◆ **EXERCISE INSTRUCTIONS**: In the comment thread, where was the commenter living at the time of the big grain elevator explosion?

──────── GIVEN TEXT ────────

Not that I ever managed it but if you don’t vent the heating element it’s supposed to explode.
Anything that is organic and that finely ground will explode. See the history of flour mill explosions.
It’s been a lot of years, but he might have gotten a reply of “duh, the food heater” with a comeback of “no something in the condiment bag”. I too heard stories of exploding heating elements but never a confirmation.
Yep. I was living in Wichita when there was a big grain elevator explosion.
A lot of interesting history in these types of explosions.
I have spent a lifetime in Dayton one week.
Mythbusters vs Coffee Creamer:
T-shirt seen: “In my defense, I was left unsupervised”.
At OTS did they not send you through the gas chamber and and pump it full of tear gas? Once you’ve gone through that you learn real quick how to put on your gas mask.
ETA: And also how to clear it.
Nope. It probably was a budget thing but I didn’t see a gas mask at OTS. I never got the full gas experience but heard plenty of stories from the older guys.
The mind is very trainable and susceptible as the case may be. There, for a moment, you were helping a man that was going to die. There was and is a very short space between what is reality and what is simply a different reality. We don’t always catch it when it happens like you did or maybe we do, but we don’t think about it as being a different reality.
Disclaimer: I have no formal training. I’ve just been around and may or may not have experienced different realities that may or may not have involved myself or other people who may or may not have been present.
T’was fun! As was the portion of annual weapons qualification with the gas mask on.
You left out Hangar 13, where the Roswell aliens are on ice.
Good one BW. Made me think about what my alternative Navy service would have been like. Accepted into Navy OCS and thought about supply corps. But decided to skip it and gamble on getting into NRTOC to get through law school and it all worked out. The “pork chops” on the ships worked like dogs and did a great job. Never knew if they had to do stuff like your EMT exercise. The carrier I was on had a very large medical detachment so probably unlikely.
One site thinks they went to Hangar 18. There is no Hangar 18 on current maps but there is a Building 18, where I worked. At the time, there was a site about the aliens with a base map and my building circled. A lot of people there had fun with the rumors.
On a business trip I decided to ask my boss about the aliens. He said that over the years he’d worked in every building where it’s claimed the aliens were brought.

──────── DATA SECTION ────────

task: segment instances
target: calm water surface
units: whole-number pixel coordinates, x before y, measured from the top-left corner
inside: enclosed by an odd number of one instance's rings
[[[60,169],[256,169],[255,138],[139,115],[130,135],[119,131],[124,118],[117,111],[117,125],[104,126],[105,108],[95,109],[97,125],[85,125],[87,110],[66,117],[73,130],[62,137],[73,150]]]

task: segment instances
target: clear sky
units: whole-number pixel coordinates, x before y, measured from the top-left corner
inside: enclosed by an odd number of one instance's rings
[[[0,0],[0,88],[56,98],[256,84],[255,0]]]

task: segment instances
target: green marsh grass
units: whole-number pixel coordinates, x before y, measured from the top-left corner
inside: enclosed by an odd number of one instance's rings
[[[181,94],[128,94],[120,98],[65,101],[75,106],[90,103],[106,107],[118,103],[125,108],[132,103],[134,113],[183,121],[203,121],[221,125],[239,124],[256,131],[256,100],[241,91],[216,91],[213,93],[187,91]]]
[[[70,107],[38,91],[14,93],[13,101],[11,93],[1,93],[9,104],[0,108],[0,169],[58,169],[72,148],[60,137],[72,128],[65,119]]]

────────

◆ **ANSWER TO THE PROBLEM**: Wichita